§ Dataset extract
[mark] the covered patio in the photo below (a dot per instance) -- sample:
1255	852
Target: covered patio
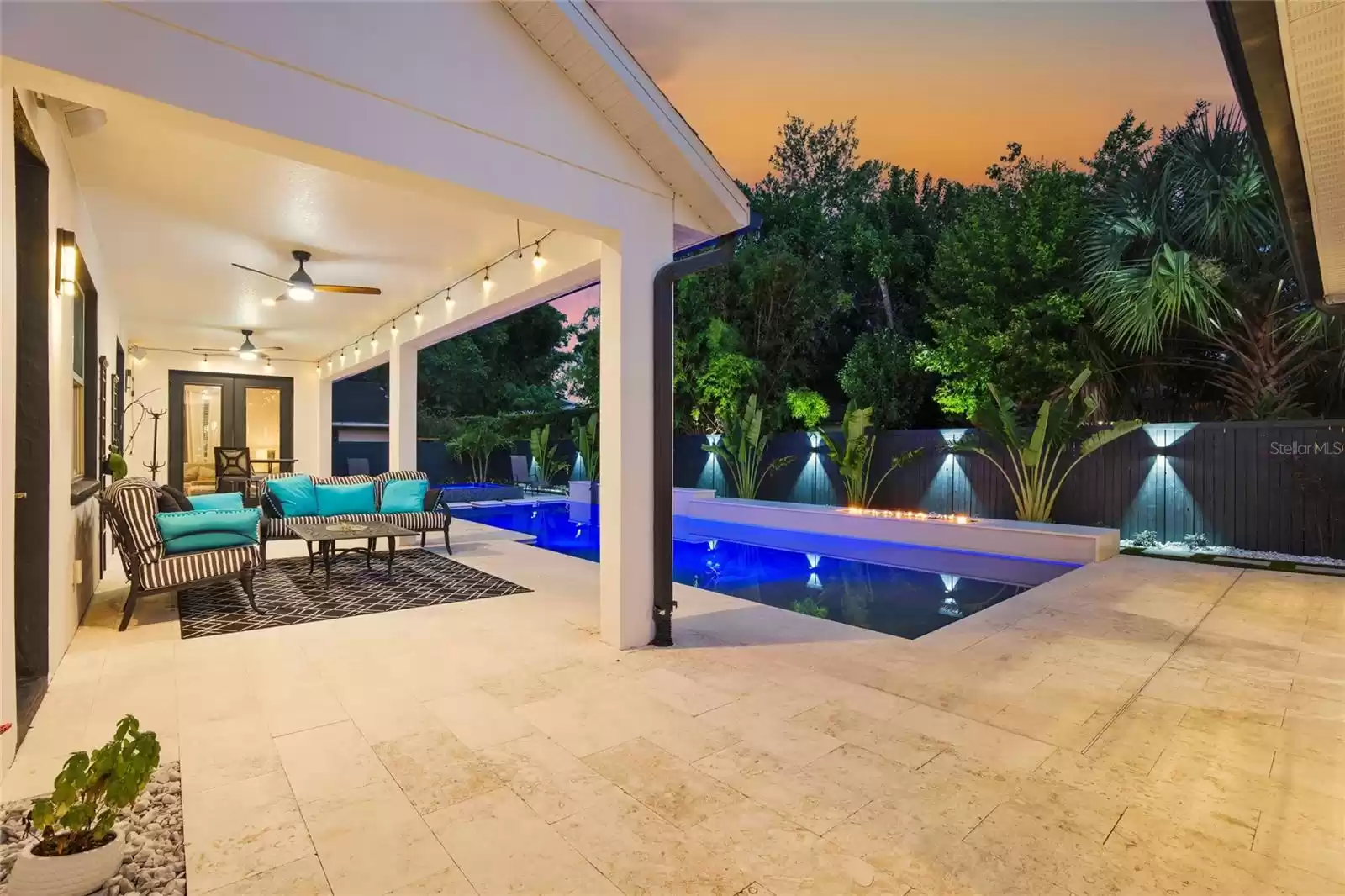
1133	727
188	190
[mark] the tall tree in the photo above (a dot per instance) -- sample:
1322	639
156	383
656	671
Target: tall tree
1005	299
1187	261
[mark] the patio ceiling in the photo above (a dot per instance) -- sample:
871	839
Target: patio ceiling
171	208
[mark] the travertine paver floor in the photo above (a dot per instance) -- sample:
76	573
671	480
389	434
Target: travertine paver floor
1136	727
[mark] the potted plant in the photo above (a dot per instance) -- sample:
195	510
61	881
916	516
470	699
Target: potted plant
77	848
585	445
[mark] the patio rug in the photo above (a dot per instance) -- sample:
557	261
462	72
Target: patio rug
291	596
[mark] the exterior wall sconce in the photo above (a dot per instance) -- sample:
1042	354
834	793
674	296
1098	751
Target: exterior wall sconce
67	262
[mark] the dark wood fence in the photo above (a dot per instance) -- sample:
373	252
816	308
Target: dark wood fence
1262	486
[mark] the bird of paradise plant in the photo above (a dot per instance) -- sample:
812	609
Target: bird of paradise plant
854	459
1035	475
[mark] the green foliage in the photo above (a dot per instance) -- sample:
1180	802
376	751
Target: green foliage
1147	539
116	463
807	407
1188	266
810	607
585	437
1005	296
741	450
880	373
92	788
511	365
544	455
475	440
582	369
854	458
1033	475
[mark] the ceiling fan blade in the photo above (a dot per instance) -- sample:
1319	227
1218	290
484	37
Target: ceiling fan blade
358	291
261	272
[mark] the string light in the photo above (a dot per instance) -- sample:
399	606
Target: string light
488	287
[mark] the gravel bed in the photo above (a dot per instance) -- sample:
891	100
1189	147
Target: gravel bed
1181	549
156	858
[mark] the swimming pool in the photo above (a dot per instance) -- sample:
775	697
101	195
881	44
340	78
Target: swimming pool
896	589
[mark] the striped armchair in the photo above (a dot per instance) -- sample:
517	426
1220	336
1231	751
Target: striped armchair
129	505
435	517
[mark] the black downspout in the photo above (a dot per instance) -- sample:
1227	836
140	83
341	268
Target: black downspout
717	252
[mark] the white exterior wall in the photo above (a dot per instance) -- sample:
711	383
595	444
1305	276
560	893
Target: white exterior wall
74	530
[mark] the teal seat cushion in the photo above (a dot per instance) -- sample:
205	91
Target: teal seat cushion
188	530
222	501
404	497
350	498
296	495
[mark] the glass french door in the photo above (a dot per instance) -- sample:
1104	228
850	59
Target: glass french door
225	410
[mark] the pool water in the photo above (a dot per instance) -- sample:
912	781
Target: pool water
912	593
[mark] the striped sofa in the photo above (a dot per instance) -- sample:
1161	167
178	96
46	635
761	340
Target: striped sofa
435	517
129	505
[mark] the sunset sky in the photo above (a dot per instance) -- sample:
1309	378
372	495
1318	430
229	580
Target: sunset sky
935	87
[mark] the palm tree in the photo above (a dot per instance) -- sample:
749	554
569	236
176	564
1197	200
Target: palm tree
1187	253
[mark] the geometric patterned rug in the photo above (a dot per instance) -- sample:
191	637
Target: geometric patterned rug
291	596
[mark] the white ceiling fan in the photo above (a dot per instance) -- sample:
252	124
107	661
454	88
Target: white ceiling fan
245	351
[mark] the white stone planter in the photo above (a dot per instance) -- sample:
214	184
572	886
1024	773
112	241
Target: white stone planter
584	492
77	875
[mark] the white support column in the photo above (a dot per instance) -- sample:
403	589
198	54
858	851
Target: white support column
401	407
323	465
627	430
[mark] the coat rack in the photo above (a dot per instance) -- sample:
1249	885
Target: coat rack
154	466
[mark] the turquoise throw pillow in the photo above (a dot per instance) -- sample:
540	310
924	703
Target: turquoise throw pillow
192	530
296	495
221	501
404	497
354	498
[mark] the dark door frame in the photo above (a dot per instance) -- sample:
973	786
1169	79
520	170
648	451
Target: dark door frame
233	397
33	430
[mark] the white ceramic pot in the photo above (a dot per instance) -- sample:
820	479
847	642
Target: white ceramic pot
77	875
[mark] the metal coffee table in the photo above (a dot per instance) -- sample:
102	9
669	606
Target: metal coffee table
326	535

* * *

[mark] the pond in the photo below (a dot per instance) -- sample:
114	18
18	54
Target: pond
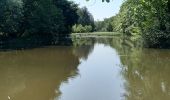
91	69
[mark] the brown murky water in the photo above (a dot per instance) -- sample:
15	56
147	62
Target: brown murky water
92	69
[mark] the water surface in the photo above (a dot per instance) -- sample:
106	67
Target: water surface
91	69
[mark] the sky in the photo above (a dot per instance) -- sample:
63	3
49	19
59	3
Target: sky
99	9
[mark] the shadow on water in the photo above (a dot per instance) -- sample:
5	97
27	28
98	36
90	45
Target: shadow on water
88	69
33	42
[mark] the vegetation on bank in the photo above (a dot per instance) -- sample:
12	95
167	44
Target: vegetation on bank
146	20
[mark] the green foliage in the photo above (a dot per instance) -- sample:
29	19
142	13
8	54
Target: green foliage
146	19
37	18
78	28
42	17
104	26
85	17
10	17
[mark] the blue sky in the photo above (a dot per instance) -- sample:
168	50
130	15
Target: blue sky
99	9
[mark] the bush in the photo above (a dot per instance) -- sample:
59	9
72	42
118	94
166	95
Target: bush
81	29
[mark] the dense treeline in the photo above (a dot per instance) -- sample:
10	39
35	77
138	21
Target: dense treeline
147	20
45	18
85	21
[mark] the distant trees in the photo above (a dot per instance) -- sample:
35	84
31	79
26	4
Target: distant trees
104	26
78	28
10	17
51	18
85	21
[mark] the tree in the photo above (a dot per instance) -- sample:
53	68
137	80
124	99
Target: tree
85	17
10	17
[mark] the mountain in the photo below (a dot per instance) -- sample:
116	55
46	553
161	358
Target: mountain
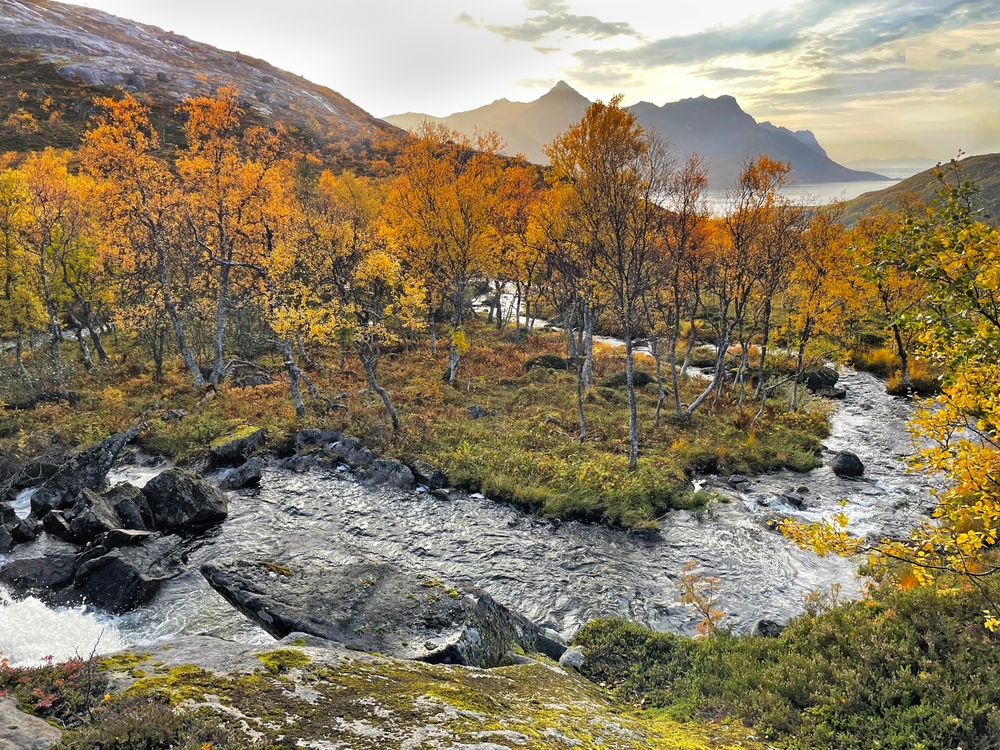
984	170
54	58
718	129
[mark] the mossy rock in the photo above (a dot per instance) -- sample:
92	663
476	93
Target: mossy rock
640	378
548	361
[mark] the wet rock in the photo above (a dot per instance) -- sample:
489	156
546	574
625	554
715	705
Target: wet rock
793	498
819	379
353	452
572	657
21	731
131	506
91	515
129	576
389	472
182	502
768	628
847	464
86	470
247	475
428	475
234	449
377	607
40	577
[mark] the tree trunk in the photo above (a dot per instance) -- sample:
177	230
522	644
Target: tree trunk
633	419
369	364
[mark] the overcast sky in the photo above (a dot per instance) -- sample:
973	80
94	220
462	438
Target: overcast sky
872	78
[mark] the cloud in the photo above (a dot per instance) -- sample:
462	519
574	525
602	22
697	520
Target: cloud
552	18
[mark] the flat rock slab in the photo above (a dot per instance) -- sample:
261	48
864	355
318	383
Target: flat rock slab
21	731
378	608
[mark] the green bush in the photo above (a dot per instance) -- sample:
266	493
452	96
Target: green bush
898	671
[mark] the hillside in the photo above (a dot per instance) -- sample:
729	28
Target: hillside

--

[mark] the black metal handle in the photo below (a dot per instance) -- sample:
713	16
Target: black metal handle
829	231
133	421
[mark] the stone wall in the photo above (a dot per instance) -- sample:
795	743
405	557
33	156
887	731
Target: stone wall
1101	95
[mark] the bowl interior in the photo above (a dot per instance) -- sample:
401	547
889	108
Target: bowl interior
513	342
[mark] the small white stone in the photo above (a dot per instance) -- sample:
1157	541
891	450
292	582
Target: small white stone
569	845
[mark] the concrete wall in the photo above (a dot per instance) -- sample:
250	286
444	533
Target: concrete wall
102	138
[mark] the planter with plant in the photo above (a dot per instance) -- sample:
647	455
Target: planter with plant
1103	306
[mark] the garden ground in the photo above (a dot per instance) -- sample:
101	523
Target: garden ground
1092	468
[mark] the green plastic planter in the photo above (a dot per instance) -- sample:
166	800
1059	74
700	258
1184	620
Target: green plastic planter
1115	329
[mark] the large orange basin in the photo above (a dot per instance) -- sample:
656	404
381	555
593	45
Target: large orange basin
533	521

§ Exercise instructions
Look through the entries above, and wherever a line holds the word "hillside", copy it.

§ Response area
[mark] the hillside in the photo above (a dot per instance) -- sample:
Target: hillside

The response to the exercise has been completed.